* TASK GOAL *
Return the entries in their entirety, precisely as given.

Saved entries:
============================================================
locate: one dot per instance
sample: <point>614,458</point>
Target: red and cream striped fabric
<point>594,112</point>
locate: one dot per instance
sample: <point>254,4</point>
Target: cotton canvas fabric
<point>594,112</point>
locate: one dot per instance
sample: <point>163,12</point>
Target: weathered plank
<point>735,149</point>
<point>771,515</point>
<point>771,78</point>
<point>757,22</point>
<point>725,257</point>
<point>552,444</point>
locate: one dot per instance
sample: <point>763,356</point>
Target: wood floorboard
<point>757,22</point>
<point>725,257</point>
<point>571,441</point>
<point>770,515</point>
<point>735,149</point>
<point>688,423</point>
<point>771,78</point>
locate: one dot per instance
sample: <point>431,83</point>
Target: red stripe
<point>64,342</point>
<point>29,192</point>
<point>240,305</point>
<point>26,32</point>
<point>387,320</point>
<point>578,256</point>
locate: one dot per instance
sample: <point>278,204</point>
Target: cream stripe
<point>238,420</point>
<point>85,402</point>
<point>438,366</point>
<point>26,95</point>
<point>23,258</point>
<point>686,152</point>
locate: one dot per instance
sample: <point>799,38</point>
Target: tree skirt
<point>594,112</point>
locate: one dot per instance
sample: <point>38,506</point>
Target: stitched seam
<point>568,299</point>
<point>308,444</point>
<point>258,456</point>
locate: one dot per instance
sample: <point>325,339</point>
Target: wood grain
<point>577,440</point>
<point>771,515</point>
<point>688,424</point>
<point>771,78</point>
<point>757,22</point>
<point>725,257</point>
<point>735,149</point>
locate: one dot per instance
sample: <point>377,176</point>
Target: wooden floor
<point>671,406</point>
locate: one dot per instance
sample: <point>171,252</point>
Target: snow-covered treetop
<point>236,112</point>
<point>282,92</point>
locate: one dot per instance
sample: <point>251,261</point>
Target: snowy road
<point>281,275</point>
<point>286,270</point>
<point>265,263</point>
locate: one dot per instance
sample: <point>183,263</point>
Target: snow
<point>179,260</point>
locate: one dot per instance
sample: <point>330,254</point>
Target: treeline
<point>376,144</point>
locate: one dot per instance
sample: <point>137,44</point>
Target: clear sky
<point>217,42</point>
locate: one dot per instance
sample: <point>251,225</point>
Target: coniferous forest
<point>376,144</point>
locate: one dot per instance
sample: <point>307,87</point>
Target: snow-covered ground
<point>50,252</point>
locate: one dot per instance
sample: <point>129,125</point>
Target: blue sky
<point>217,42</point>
============================================================
* SOLUTION TO THIS EXERCISE *
locate: one dot per instance
sample: <point>614,458</point>
Target: red and cream striped fabric
<point>594,112</point>
locate: one dot per instance
sample: <point>254,4</point>
Target: cotton canvas fabric
<point>594,112</point>
locate: one dot per instance
sample: <point>163,12</point>
Target: weathered plank
<point>735,149</point>
<point>771,515</point>
<point>771,78</point>
<point>757,22</point>
<point>725,257</point>
<point>552,444</point>
locate: one dot per instance
sample: <point>763,356</point>
Target: wood floorboard
<point>757,22</point>
<point>725,257</point>
<point>571,441</point>
<point>770,515</point>
<point>735,149</point>
<point>688,423</point>
<point>771,78</point>
locate: one dot per instance
sample: <point>431,83</point>
Target: red stripe
<point>64,342</point>
<point>29,192</point>
<point>240,305</point>
<point>26,32</point>
<point>387,320</point>
<point>578,256</point>
locate: one dot per instance
sample: <point>278,204</point>
Target: cream stripe
<point>238,420</point>
<point>85,402</point>
<point>438,366</point>
<point>26,95</point>
<point>23,258</point>
<point>686,152</point>
locate: one dot per instance
sample: <point>799,38</point>
Target: tree skirt
<point>594,112</point>
locate: one dot per instance
sample: <point>38,506</point>
Target: stitched seam
<point>568,299</point>
<point>308,444</point>
<point>258,456</point>
locate: one dot per instance
sample: <point>325,339</point>
Target: wood grain
<point>577,440</point>
<point>771,515</point>
<point>688,424</point>
<point>771,78</point>
<point>757,22</point>
<point>725,257</point>
<point>735,149</point>
locate: one dot per instance
sample: <point>377,176</point>
Target: wooden floor
<point>671,406</point>
locate: one dot per instance
sample: <point>171,252</point>
Target: snow-covered treetop
<point>236,112</point>
<point>282,92</point>
locate: one dot per instance
sample: <point>251,261</point>
Target: snowy road
<point>281,275</point>
<point>286,270</point>
<point>265,263</point>
locate: one dot per instance
sample: <point>183,263</point>
Target: snow
<point>179,260</point>
locate: one dot per instance
sample: <point>330,254</point>
Target: treeline
<point>376,144</point>
locate: one dot per instance
sample: <point>137,44</point>
Target: clear sky
<point>217,42</point>
locate: one dot per instance
sample: <point>251,225</point>
Target: coniferous forest
<point>376,144</point>
locate: one dot per instance
sample: <point>307,87</point>
Target: snow-covered ground
<point>50,252</point>
locate: one dot per instance
sample: <point>129,125</point>
Target: blue sky
<point>217,42</point>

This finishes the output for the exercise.